## Goal
Set out every line of the records below as a Markdown table with the columns Row and Line, numbering the rows and skipping blank lines. Leave the pictures out.

## Records provided
+===+
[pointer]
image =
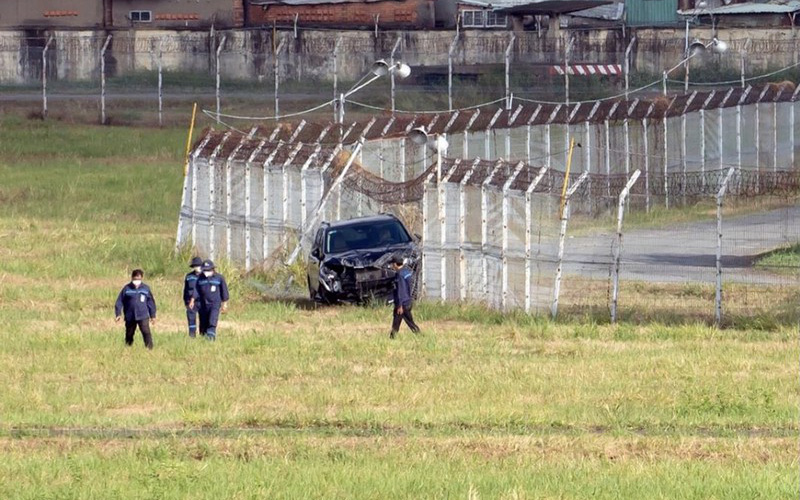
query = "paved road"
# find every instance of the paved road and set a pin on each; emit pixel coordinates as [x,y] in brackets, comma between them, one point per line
[687,252]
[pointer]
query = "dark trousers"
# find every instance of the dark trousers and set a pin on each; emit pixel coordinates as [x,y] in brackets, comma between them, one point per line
[144,327]
[191,317]
[398,318]
[208,321]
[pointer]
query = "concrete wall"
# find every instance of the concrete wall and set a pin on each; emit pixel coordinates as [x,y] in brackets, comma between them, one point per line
[248,53]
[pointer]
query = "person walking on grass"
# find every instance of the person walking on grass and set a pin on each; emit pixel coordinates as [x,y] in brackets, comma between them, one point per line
[211,296]
[189,283]
[402,297]
[137,304]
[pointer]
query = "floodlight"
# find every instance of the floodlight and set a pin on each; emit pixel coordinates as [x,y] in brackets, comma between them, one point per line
+===+
## Full output
| Row | Line |
|---|---|
| 1 | [pointer] |
| 2 | image = |
| 3 | query = "paved road" |
| 4 | # find every instance of the paved road and set a pin on each; emit pixel coordinates as [x,y] in brackets, comma between them, one point per line |
| 5 | [687,252] |
| 6 | [pointer] |
| 7 | query = "dark trousers" |
| 8 | # find every instance of the dark trousers and set a pin on each; emit pixel coordinates as [x,y] in brackets, comma between them, one point per line |
| 9 | [144,327] |
| 10 | [191,317] |
| 11 | [398,318] |
| 12 | [208,321] |
| 13 | [pointer] |
| 14 | query = "concrete wall" |
| 15 | # find every instance of the concrete wall and set a pin on each; emit pixel coordinates as [x,y] in brackets, comma between them, one point per line |
| 16 | [248,53] |
| 17 | [pointer] |
| 18 | query = "person walking on grass" |
| 19 | # find every instance of the person walking on grass and set a pin on each; emit pixel coordinates as [x,y] in brackets, comma between them, one point per line |
| 20 | [211,296] |
| 21 | [189,283] |
| 22 | [402,297] |
| 23 | [137,304] |
| 24 | [pointer] |
| 25 | query = "floodlight" |
| 26 | # find every instance of the floodlight and set a pin on each; emit pixel coordinates as [x,y] in brackets, comma between them, one point per line |